**Available data:**
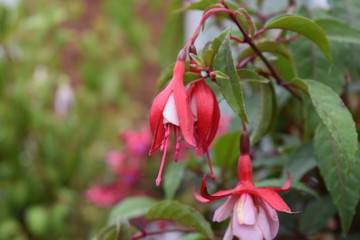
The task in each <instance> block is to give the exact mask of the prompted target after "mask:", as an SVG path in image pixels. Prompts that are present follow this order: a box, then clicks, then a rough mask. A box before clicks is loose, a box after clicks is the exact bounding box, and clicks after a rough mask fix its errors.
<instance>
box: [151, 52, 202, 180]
mask: <svg viewBox="0 0 360 240" xmlns="http://www.w3.org/2000/svg"><path fill="white" fill-rule="evenodd" d="M185 58H186V51H185V49H183V50H182V51H181V52H180V53H179V56H178V59H177V61H176V63H175V67H174V71H173V78H172V79H171V81H170V82H169V84H168V85H167V86H166V88H165V89H164V90H163V91H162V92H160V93H159V94H158V95H157V96H156V98H155V100H154V102H153V104H152V106H151V109H150V128H151V132H152V134H153V136H154V141H153V144H152V146H151V148H150V153H149V154H150V155H151V154H152V153H153V152H154V151H156V150H157V149H158V148H160V149H161V150H162V151H163V152H164V153H163V157H162V160H161V165H160V170H159V173H158V177H157V179H156V185H157V186H160V184H161V175H162V171H163V167H164V163H165V157H166V152H167V149H168V142H169V137H170V132H171V131H173V132H174V134H175V144H176V145H175V162H177V161H178V157H179V150H180V143H181V140H182V137H181V135H182V136H183V137H184V139H185V142H186V143H187V144H189V145H190V146H196V141H195V139H194V118H193V115H192V113H191V110H190V106H189V101H188V98H187V96H186V89H185V86H184V82H183V81H184V74H185Z"/></svg>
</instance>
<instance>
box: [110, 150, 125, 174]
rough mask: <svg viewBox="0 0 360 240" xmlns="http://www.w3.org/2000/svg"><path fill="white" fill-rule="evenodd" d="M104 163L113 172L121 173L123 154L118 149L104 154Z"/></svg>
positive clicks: (122, 170) (122, 162)
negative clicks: (106, 163) (106, 153)
mask: <svg viewBox="0 0 360 240" xmlns="http://www.w3.org/2000/svg"><path fill="white" fill-rule="evenodd" d="M106 163H107V164H108V166H109V167H110V169H111V171H112V172H113V173H116V174H121V173H122V172H123V170H124V165H125V155H124V154H123V153H122V152H119V151H113V152H109V153H108V154H107V155H106Z"/></svg>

**Task goal:** Reproduce the material above line for line without changing any character, and leave the pictures out of your copy.

**Completed task:**
The task in each <instance> block is to give the exact mask of the prompted target after "mask:", as an SVG path in image pixels. Prompts that are present follow this order: a box, then clicks, then a rough mask. A box before clicks is loose, a box after clicks is the exact bounding box, and clicks after a rough mask fix its errors.
<instance>
box: [151, 52, 202, 180]
mask: <svg viewBox="0 0 360 240" xmlns="http://www.w3.org/2000/svg"><path fill="white" fill-rule="evenodd" d="M185 58H186V51H185V49H183V50H182V51H181V52H180V53H179V56H178V59H177V61H176V63H175V67H174V71H173V78H172V79H171V81H170V82H169V84H168V85H167V86H166V88H165V89H164V90H163V91H162V92H160V93H159V94H158V95H157V96H156V98H155V100H154V102H153V104H152V106H151V109H150V128H151V132H152V134H153V136H154V141H153V144H152V146H151V148H150V153H149V154H150V155H151V154H152V153H153V152H154V151H156V150H157V149H158V148H160V149H161V150H162V151H163V152H164V153H163V157H162V160H161V165H160V170H159V173H158V177H157V179H156V185H157V186H160V184H161V175H162V171H163V167H164V163H165V157H166V152H167V149H168V142H169V137H170V132H171V131H173V132H174V134H175V144H176V145H175V162H177V161H178V157H179V150H180V143H181V140H182V137H181V135H182V136H183V137H184V139H185V142H186V143H187V144H189V145H190V146H196V141H195V139H194V118H193V115H192V113H191V110H190V106H189V101H188V98H187V96H186V89H185V86H184V82H183V81H184V74H185Z"/></svg>
</instance>
<instance>
box: [110, 150, 125, 174]
rough mask: <svg viewBox="0 0 360 240" xmlns="http://www.w3.org/2000/svg"><path fill="white" fill-rule="evenodd" d="M104 163L113 172L121 173L123 154L118 149L104 154Z"/></svg>
positive clicks: (122, 170) (122, 162)
negative clicks: (106, 163) (106, 153)
mask: <svg viewBox="0 0 360 240" xmlns="http://www.w3.org/2000/svg"><path fill="white" fill-rule="evenodd" d="M106 163H107V164H108V166H109V167H110V169H111V171H112V172H113V173H116V174H121V173H122V172H123V170H124V165H125V155H124V154H123V153H122V152H119V151H113V152H109V153H108V154H107V155H106Z"/></svg>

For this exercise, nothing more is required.